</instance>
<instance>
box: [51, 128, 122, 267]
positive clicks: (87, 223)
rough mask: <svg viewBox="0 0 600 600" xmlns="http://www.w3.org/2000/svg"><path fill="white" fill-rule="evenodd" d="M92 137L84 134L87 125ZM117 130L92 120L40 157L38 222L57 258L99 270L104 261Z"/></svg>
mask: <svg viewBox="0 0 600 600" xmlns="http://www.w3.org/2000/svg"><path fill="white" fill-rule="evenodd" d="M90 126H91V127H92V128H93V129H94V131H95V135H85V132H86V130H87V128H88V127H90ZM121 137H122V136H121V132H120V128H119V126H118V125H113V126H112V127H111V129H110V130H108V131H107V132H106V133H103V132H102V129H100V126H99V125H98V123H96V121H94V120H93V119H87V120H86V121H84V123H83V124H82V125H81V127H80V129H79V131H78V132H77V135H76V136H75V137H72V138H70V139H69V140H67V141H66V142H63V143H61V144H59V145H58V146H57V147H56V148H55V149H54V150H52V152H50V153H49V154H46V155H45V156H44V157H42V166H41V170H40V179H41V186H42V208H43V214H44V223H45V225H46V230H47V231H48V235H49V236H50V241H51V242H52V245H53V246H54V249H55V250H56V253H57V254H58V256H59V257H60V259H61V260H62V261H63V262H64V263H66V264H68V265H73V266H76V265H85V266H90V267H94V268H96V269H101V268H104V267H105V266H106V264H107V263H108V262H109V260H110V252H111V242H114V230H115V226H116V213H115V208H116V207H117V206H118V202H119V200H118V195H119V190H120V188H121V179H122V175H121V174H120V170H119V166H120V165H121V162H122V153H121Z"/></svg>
----
→ REQUIREMENT
Revise the material by replacing "rough mask" with "coarse mask" and leaving every other character unchanged.

→ TASK SOLUTION
</instance>
<instance>
box: [51, 128, 122, 267]
positive clicks: (87, 223)
coarse mask: <svg viewBox="0 0 600 600" xmlns="http://www.w3.org/2000/svg"><path fill="white" fill-rule="evenodd" d="M92 137L84 134L87 125ZM117 130L92 120L40 157L38 222L57 258L99 270L104 261Z"/></svg>
mask: <svg viewBox="0 0 600 600" xmlns="http://www.w3.org/2000/svg"><path fill="white" fill-rule="evenodd" d="M90 126H91V127H92V128H93V129H94V131H95V135H85V132H86V130H87V128H88V127H90ZM121 137H122V136H121V132H120V128H119V126H118V125H113V126H112V127H111V129H110V130H108V131H107V132H106V133H103V132H102V129H100V126H99V125H98V123H96V121H94V120H93V119H87V120H86V121H84V123H83V124H82V125H81V127H80V129H79V131H78V132H77V135H76V136H75V137H72V138H70V139H69V140H67V141H66V142H63V143H61V144H59V145H58V146H57V147H56V148H55V149H54V150H52V152H50V153H49V154H46V155H45V156H44V157H42V166H41V170H40V179H41V186H42V208H43V214H44V223H45V225H46V230H47V231H48V235H49V236H50V241H51V242H52V245H53V246H54V249H55V250H56V253H57V254H58V256H59V257H60V259H61V260H62V261H63V262H64V263H66V264H68V265H73V266H76V265H85V266H90V267H94V268H96V269H101V268H104V267H105V266H106V264H107V263H108V262H109V260H110V252H111V242H114V230H115V226H116V213H115V208H116V207H117V206H118V202H119V200H118V195H119V190H120V188H121V179H122V175H121V174H120V170H119V166H120V165H121V162H122V153H121Z"/></svg>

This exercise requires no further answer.